**SUPPLIED PASSAGE**
====================

It’s bad enough to know that the sun’s ultraviolet rays are aging us and that the protection science has so far enabled in the form of sunscreens is barely adequate, without turning up the heat by identifying a whole other part of the light spectrum — infrared — as a deadlier culprit. That’s what happened a few years ago, when we were told to be more concerned about IR than UV. Just as I started to receive emails asking which sunscreens protected against IR, new research suggested that IR wasn’t as harmful as we were led to believe. At the start of spring and longer, warmer days, it seems time to try to shed some light on infrared safety.
The initial alarm was fuelled by just how much infrared there is. IR accounts for 50 percent of a person’s light exposure, compared to just 7 percent from UVA and UVB. But before you retreat to a basement, let’s understand what IR is. Part of the electromagnetic spectrum, infrared light is emitted along with other frequencies including gamma rays, x-rays, UV rays, visible light, microwaves and radio waves.
Infrared has two components. IRB, or short wavelength infrared, has been said to penetrate just at the epidermal layer. IRA, or near infrared, sounds a lot scarier as it is thought to go deep down to where new skin cells are formed and nutrients are delivered to the skin. What we were told was that this deep penetration messes with collagen equilibrium and attacks the mitochondria in our cells, leading to premature skin aging.

====================

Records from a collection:

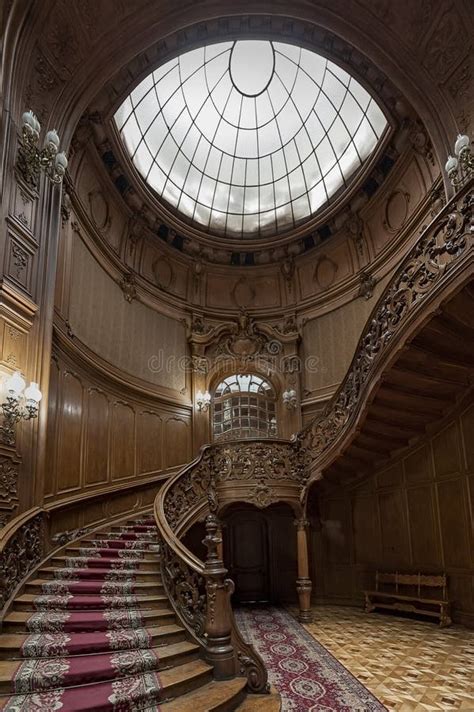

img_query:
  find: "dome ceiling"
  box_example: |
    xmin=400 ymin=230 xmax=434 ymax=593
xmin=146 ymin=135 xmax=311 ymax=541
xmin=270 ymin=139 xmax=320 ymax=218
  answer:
xmin=114 ymin=40 xmax=388 ymax=238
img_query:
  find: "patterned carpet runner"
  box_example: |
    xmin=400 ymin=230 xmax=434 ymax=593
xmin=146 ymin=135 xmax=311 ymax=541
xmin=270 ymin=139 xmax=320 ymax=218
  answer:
xmin=0 ymin=520 xmax=165 ymax=712
xmin=235 ymin=606 xmax=386 ymax=712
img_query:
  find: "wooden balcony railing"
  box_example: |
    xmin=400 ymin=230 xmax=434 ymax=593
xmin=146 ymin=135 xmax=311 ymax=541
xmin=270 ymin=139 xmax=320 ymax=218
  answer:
xmin=155 ymin=440 xmax=305 ymax=693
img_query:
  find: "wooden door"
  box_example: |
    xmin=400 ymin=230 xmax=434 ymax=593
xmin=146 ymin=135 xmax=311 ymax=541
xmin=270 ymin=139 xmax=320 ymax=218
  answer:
xmin=224 ymin=508 xmax=270 ymax=602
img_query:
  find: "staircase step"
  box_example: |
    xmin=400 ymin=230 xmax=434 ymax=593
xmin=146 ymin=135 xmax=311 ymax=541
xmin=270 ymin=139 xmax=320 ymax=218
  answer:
xmin=39 ymin=566 xmax=159 ymax=582
xmin=0 ymin=623 xmax=186 ymax=660
xmin=0 ymin=640 xmax=199 ymax=695
xmin=24 ymin=579 xmax=164 ymax=596
xmin=3 ymin=609 xmax=175 ymax=633
xmin=161 ymin=677 xmax=247 ymax=712
xmin=0 ymin=660 xmax=212 ymax=712
xmin=13 ymin=593 xmax=168 ymax=611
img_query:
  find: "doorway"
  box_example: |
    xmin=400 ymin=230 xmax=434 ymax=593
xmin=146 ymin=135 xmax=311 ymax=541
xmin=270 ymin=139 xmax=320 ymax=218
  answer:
xmin=222 ymin=503 xmax=297 ymax=604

====================

**TASKS**
1. Reproduce the infrared passage word for word, between "The initial alarm" and "premature skin aging.", inclusive.
2. Write the next part of the infrared passage, picking up after its final sentence.
These entries have no connection to the infrared passage.

**ANSWERS FOR THIS EXERCISE**
1.
The initial alarm was fuelled by just how much infrared there is. IR accounts for 50 percent of a person’s light exposure, compared to just 7 percent from UVA and UVB. But before you retreat to a basement, let’s understand what IR is. Part of the electromagnetic spectrum, infrared light is emitted along with other frequencies including gamma rays, x-rays, UV rays, visible light, microwaves and radio waves.
Infrared has two components. IRB, or short wavelength infrared, has been said to penetrate just at the epidermal layer. IRA, or near infrared, sounds a lot scarier as it is thought to go deep down to where new skin cells are formed and nutrients are delivered to the skin. What we were told was that this deep penetration messes with collagen equilibrium and attacks the mitochondria in our cells, leading to premature skin aging.

2.
But does it? If there was really a threat from 50 percent of our light exposure, wouldn’t the consequences be dramatic? Isn’t it more likely that we have evolved some kind of resistance? As I hunted around for answers, I found that IR might even be beneficial. Today, you can even book an appointment in an infrared sauna promoting skin health.
In a 2016 study evaluating the need for IR protection in sunscreens, researchers looked at the IRA exposure of steel and glass workers who work in extreme heat and compared this to typical sun exposure. They determined that the IRA levels were similar and found no notable skin damage in the workers. They concluded that IR protection was not needed in sunscreens.
One reason for the discrepancies in these kinds of findings is that studies which found IR to be damaging used artificial NIR light sources that were not representative of the solar irradiance, such as one by Pienza et al in 2014. A very thorough article in the Journal of Photochemistry and Photobiology looks at studies that have been conducted and show that the artificial heat-inducing devices used did indeed cause damage to collagen, but were of much higher intensities than would be received from normal exposure to the sun. Normal solar irradiance is measured at approximately 100 mW/cm, and one Korean study that concluded IR caused wrinkles used levels of 1200 mW/cm for up to 15 weeks.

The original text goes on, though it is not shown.